TASK ITEM ▸ Although pictures appear in the entries below, leave them out and print exactly the lines from the first line through the line containing "box: [290, 78, 295, 96]".

SOURCE MATERIAL Start Marker

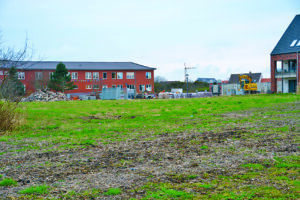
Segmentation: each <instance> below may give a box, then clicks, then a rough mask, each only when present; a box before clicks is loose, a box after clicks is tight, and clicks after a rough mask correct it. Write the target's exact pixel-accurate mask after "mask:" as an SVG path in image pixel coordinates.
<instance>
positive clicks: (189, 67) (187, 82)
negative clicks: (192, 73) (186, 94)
mask: <svg viewBox="0 0 300 200" xmlns="http://www.w3.org/2000/svg"><path fill="white" fill-rule="evenodd" d="M188 69H195V67H187V66H186V64H185V63H184V78H185V82H186V94H187V97H188V94H189V74H188V73H187V70H188Z"/></svg>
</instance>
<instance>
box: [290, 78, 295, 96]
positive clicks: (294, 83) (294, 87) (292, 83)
mask: <svg viewBox="0 0 300 200" xmlns="http://www.w3.org/2000/svg"><path fill="white" fill-rule="evenodd" d="M295 92H296V80H289V93H295Z"/></svg>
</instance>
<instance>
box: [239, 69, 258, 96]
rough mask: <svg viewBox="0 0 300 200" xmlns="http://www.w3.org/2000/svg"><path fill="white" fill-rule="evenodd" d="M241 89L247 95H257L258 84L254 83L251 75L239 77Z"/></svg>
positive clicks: (239, 76) (240, 75) (244, 75)
mask: <svg viewBox="0 0 300 200" xmlns="http://www.w3.org/2000/svg"><path fill="white" fill-rule="evenodd" d="M239 82H240V87H241V89H242V90H244V91H245V93H246V94H256V93H257V84H256V83H253V82H252V78H251V73H249V75H239Z"/></svg>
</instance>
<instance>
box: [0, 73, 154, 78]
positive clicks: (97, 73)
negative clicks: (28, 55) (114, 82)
mask: <svg viewBox="0 0 300 200" xmlns="http://www.w3.org/2000/svg"><path fill="white" fill-rule="evenodd" d="M4 74H5V75H8V73H4ZM51 74H53V72H50V73H49V78H50V77H51ZM0 75H3V72H2V71H1V72H0ZM92 75H93V79H99V72H85V79H92ZM71 76H72V77H71V78H72V79H78V72H72V74H71ZM102 77H103V79H107V72H103V73H102ZM111 78H112V79H116V78H117V79H123V72H112V73H111ZM18 79H20V80H25V72H18ZM35 79H36V80H41V79H43V73H42V72H35ZM126 79H134V72H126ZM146 79H151V72H146Z"/></svg>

SOURCE MATERIAL End Marker

RESPONSE AREA ▸
Segmentation: each <instance> below may give a box, then clicks, then a rough mask, each only when present; a box before clicks is loose, a box after clicks is tight, and clicks after a rough mask correct it. Write the target's exact pixel-accurate mask after "mask:" as an SVG path in image pixel coordinates.
<instance>
positive clicks: (189, 67) (187, 82)
negative clicks: (192, 73) (186, 94)
mask: <svg viewBox="0 0 300 200" xmlns="http://www.w3.org/2000/svg"><path fill="white" fill-rule="evenodd" d="M188 69H195V67H187V66H186V64H185V63H184V78H185V82H186V94H187V97H188V94H189V74H188V73H187V70H188Z"/></svg>
</instance>
<instance>
box: [290, 78, 295, 96]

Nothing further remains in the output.